[Labeled point records]

┌──

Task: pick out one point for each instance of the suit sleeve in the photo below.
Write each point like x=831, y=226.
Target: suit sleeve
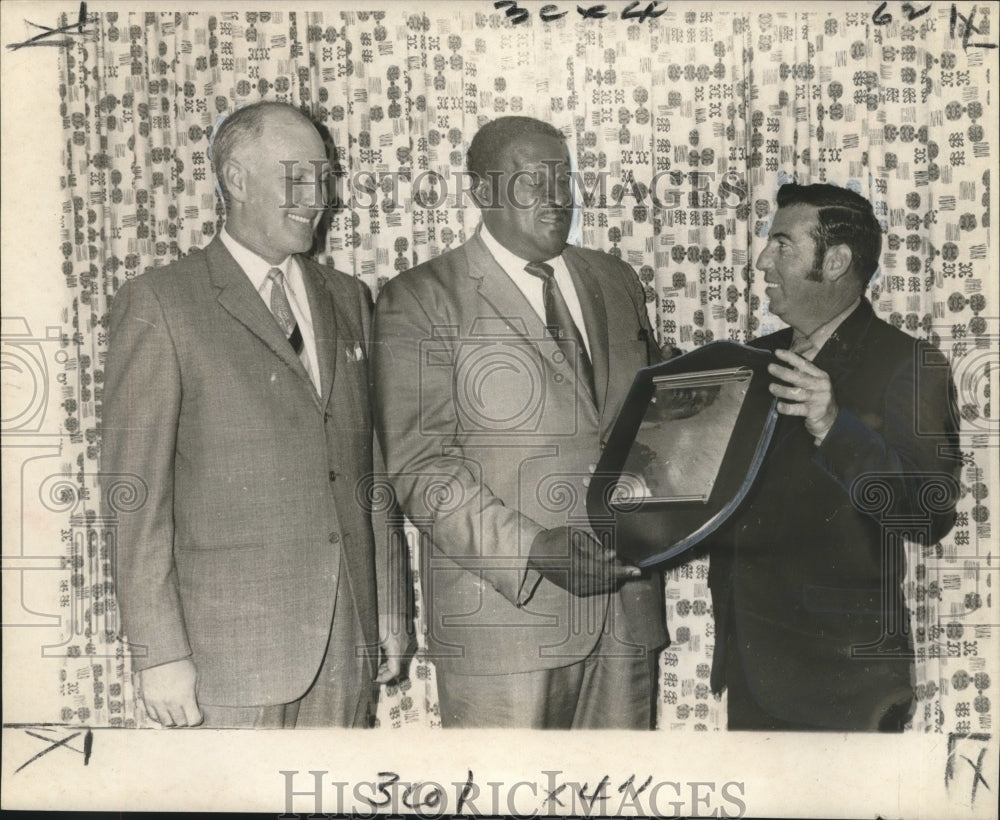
x=902, y=461
x=392, y=566
x=440, y=490
x=141, y=407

└──

- [Work to do] Edit the listing by changing every "suit sleeve" to "jacket sleeve" and leaving everything else untouched, and omit the pictures from your answer.

- [Task result]
Task: pick out one point for each instance of the jacket sleeve in the photo below.
Write each point like x=831, y=226.
Target: jacket sleeve
x=902, y=461
x=392, y=566
x=440, y=490
x=141, y=407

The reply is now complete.